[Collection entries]
--
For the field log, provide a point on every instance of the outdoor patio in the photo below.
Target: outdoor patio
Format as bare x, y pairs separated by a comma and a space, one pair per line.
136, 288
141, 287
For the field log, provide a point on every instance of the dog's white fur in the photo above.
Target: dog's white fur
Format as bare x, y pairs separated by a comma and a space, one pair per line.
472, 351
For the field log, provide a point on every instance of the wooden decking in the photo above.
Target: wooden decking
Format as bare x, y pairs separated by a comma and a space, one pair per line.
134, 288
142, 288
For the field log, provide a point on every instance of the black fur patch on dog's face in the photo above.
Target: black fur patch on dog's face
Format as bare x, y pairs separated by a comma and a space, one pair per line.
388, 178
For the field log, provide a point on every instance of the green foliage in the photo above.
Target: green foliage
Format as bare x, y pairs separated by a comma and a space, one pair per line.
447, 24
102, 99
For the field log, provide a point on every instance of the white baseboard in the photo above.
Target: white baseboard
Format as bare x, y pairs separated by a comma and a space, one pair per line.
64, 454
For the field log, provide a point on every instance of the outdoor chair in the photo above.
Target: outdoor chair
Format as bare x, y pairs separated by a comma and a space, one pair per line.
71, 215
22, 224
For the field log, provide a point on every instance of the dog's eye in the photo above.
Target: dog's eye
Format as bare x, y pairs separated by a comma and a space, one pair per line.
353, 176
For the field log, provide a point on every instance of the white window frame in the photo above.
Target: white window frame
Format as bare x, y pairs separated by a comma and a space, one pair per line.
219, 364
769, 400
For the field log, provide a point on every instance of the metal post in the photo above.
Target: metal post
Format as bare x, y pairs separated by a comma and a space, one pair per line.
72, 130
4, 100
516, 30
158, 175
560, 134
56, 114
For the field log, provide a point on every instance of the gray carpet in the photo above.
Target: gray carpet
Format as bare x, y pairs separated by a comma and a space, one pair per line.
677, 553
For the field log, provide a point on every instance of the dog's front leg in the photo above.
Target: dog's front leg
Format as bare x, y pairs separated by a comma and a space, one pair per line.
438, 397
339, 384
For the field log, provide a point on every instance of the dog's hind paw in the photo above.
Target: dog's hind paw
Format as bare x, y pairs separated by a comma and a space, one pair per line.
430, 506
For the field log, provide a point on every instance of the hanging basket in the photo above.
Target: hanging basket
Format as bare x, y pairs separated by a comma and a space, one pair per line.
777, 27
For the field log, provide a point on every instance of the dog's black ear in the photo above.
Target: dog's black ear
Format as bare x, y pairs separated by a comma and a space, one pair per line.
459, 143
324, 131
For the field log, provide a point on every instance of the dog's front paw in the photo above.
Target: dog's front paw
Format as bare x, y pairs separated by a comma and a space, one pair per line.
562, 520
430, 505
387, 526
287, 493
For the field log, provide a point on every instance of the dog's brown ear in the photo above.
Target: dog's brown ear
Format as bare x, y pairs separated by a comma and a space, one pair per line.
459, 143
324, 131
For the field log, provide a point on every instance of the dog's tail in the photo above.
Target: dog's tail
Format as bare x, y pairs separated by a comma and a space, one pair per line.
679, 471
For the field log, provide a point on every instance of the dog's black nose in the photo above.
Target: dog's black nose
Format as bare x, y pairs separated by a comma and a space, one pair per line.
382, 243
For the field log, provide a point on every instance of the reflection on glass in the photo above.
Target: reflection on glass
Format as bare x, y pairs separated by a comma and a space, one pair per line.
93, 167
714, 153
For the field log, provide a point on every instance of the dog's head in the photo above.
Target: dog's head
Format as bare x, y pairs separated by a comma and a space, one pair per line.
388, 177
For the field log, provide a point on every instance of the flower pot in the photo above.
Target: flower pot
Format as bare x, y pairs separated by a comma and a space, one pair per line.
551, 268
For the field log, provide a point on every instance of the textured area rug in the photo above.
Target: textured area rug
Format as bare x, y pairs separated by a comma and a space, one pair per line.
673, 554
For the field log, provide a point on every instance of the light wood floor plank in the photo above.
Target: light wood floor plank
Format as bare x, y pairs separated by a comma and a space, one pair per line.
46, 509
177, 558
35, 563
--
DESCRIPTION OF THE TASK:
Rewrite all the records with "field log" changed to "site report" and every other part left as is.

RESULT:
For the site report, provide a point on every instance of the outdoor patio in the photo below.
Target: outdoor patio
Format as bare x, y pairs separated by a comma and a space, one pair per line.
136, 288
141, 287
For the site report, provide a point on every instance of the dog's white fur in the photo above.
Target: dog's white fur
Format as bare x, y pairs separated by a comma and a space, one pair per line.
472, 351
For the site report, provide a point on every instance of the wooden decking in the photo above.
Target: wooden decking
Format as bare x, y pairs separated by a comma and a space, one pair per line.
134, 288
142, 288
For the site report, provide a point on every instance of the black fur patch on dog's face in the photo above.
Target: black fur patch on dog's face
Format as bare x, y pairs separated by a comma and a space, one pair per line.
388, 178
For the site report, provide a point on every instance of the green foliage in the photo above.
Target: green foliage
Format as bare x, y pairs separated by a comma and a space, one pair per line.
447, 24
102, 99
For the site report, provide a point on every instance of the white baseboard in the photo above.
Target: white baseboard
Format as bare x, y pairs separated by a comma and a space, one pair per line.
64, 454
For the site report, provide a point on every instance of the outdoor chair in the photo above.
Target: outdoor chair
Format as bare x, y pairs separated by a comma and a space, one pair per line.
71, 215
22, 224
For the site report, provide a point on every instance of the dog's eye in the photo above.
Target: dog's eye
Format as bare x, y pairs separated by a comma and a space, one pair per line.
353, 176
For the site report, provide a point on every instance of the white window frame in the photo above.
Target: white window frame
Format as bare x, y pairs separated by a comma and a space, one pair per line.
219, 364
769, 400
For the site report, provide a point on every instance of the metal post in the photo above.
Target: metal post
Format as bare x, y pairs separated by a comma and a space, one pair per line.
72, 130
4, 100
516, 30
158, 175
560, 134
56, 114
For the site report, provide a point on every instance of the gray carpet in the photo above.
Target: gray carpet
Format as bare x, y pairs separated by a comma and a space, one pair per line.
677, 553
For the site report, provide a point on every instance of the dog's front leg in the photo above.
Target: dog's front leg
Format as bare x, y pairs separated by a comma and a space, one pair per line.
438, 397
339, 384
For the site report, provide a point on every instance of the dog's hind paw in the photo above.
Target: dog's hind paw
Format as bare x, y pairs separated by a comma and a space, one pair per line.
430, 506
For the site report, provide a point on every instance of the hanging basket in the photo above.
Target: hanging basket
Format as bare x, y pairs separated by a comma and a space, one pair per line.
777, 27
For the site report, provide a point on every instance of the dog's black ear in the photo above.
Target: dog's black ear
Format as bare x, y pairs separated by a comma and a space, one pair per line.
459, 143
324, 131
For the site report, provide a point on every instance of the dog's front paw in the photo above.
Target: dog's front paw
Format as bare x, y pairs separated by a comma and a space, one pair per line.
562, 520
430, 505
387, 526
287, 493
For the site report, provide a point on every instance of the dog's brown ear in the photo above.
Target: dog's brown ear
Format as bare x, y pairs separated by a comma and a space, one pair per line.
459, 143
324, 131
For the site report, provide a point on every instance of the dog's tail in the photo above.
Target: dog's tail
Format as bare x, y pairs separated by a comma and a space, one pair per line.
679, 471
For the site report, provide a point on every instance of the dog's black nose in the photo above.
Target: dog's black nose
Format as bare x, y pairs separated by a comma and a space, one pair per line.
382, 243
For the site report, provide a point on every instance of the reflection on glass in the photo above.
Target: reflection on glass
Format as bare x, y pairs separated by a comma and a space, one pair per line.
93, 167
714, 153
For the site report, provide a point on every instance of the dog's head in the photo above.
Target: dog's head
Format as bare x, y pairs separated by a comma and a space, one pair per line.
388, 177
For the site report, provide a point on every instance of the flower pot in the photo above.
Target: flower pot
Format as bare x, y pairs separated by a comma and a space, one pair per line.
551, 268
For the site report, provide a point on every instance of the textured area rug in the photo above.
Target: textured area rug
Format as bare x, y pairs separated by a comma and a space, one pair per line.
673, 554
For the site report, provide a point on every instance of the light wood floor plank in the photo above.
Target: light wood floor plank
Format as bare x, y pairs separated by a comma and a space, one pair per line.
46, 509
177, 558
35, 563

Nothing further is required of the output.